[EXERCISE REQUIREMENTS]
Give every row below as a JSON list of strings, one string per line, with blank lines left out.

[TASK DATA]
○ ○ ○ ○ ○ ○ ○
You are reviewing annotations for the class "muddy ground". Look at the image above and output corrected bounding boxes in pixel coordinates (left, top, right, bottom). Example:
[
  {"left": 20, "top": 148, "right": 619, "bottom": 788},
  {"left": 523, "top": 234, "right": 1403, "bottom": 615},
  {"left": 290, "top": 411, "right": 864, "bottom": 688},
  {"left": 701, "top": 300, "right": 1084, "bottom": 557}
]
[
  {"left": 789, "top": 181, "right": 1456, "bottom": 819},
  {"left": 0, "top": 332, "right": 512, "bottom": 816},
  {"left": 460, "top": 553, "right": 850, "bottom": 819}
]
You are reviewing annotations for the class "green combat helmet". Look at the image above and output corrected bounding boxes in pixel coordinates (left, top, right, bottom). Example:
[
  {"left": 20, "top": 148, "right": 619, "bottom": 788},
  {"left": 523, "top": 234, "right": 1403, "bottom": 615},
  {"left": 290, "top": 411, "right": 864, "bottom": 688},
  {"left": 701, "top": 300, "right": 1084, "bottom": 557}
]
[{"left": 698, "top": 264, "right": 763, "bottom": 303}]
○ ○ ○ ○ ○ ○ ○
[SOLUTION]
[
  "You are reviewing annotations for the class \"muddy ground\". Look at the image above and output corrected bounding boxes in pixel coordinates (left, top, right, bottom). Example:",
  "[",
  "  {\"left\": 20, \"top\": 148, \"right\": 619, \"bottom\": 788},",
  "  {\"left\": 523, \"top\": 234, \"right\": 1403, \"bottom\": 615},",
  "  {\"left\": 290, \"top\": 411, \"right\": 864, \"bottom\": 688},",
  "  {\"left\": 701, \"top\": 300, \"right\": 1084, \"bottom\": 557}",
  "]",
  "[",
  "  {\"left\": 789, \"top\": 181, \"right\": 1456, \"bottom\": 819},",
  "  {\"left\": 0, \"top\": 332, \"right\": 512, \"bottom\": 816},",
  "  {\"left\": 460, \"top\": 553, \"right\": 850, \"bottom\": 819}",
  "]",
  "You are reviewing annotations for the class \"green combat helmet\". Look at the image above and output corrected bounding boxes in pixel coordinates (left, top, right, bottom). Example:",
  "[",
  "  {\"left\": 20, \"top\": 148, \"right\": 619, \"bottom\": 788},",
  "  {\"left\": 523, \"top\": 234, \"right\": 1403, \"bottom\": 615},",
  "  {\"left\": 290, \"top\": 411, \"right\": 864, \"bottom\": 688},",
  "  {\"left\": 701, \"top\": 300, \"right\": 1084, \"bottom\": 557}",
  "]",
  "[{\"left\": 698, \"top\": 264, \"right\": 763, \"bottom\": 303}]"
]